### DOCUMENT SECTION

Integral of $$$- \sin{\left(3 a \right)}$$$

Find $$$\int \left(- \sin{\left(3 a \right)}\right)\, da$$$.

Apply the constant multiple rule $$$\int c f{\left(a \right)}\, da = c \int f{\left(a \right)}\, da$$$ with $$$c=-1$$$ and $$$f{\left(a \right)} = \sin{\left(3 a \right)}$$$:

$${\color{red}{\int{\left(- \sin{\left(3 a \right)}\right)d a}}} = {\color{red}{\left(- \int{\sin{\left(3 a \right)} d a}\right)}}$$

Let $$$u=3 a$$$.

Then $$$du=\left(3 a\right)^{\prime }da = 3 da$$$ (steps can be seen »), and we have that $$$da = \frac{du}{3}$$$.

### GOALS
1) List each symbol that the integration walkthrough sets equal to a specific value or expression, together with that value or expression.
2) Answer these questions about the integration walkthrough:
(a) Which integral is it asked to find?
(b) Which rule is applied first?
(c) What substitution is then introduced?
The data that follow have no connection to the integration walkthrough.

### SOURCE EXCERPT
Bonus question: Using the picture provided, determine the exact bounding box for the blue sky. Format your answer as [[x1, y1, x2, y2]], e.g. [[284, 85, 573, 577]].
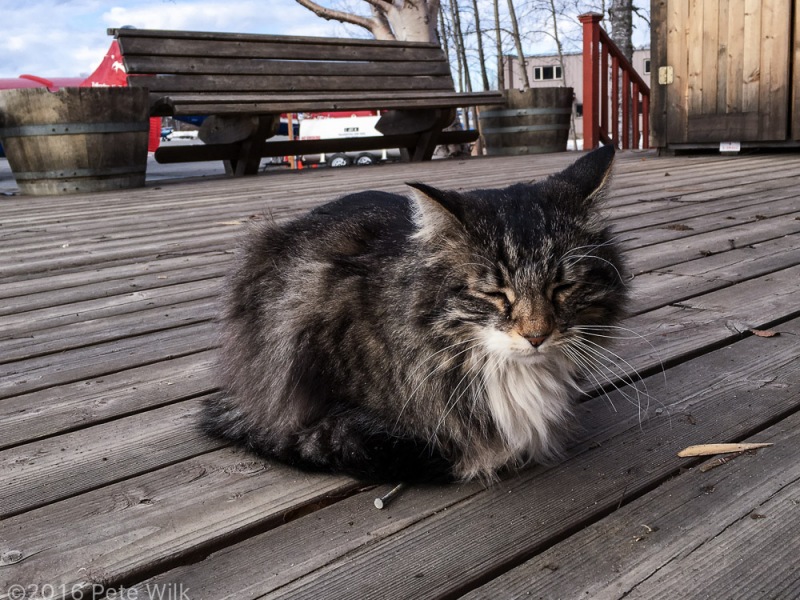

### COMPLETE ANSWERS
1)
c = −1
f(a) = sin(3a)
u = 3a
du = 3 da
da = du/3

2)
(a) The integral of −sin(3a) with respect to a.
(b) The constant multiple rule.
(c) u = 3a.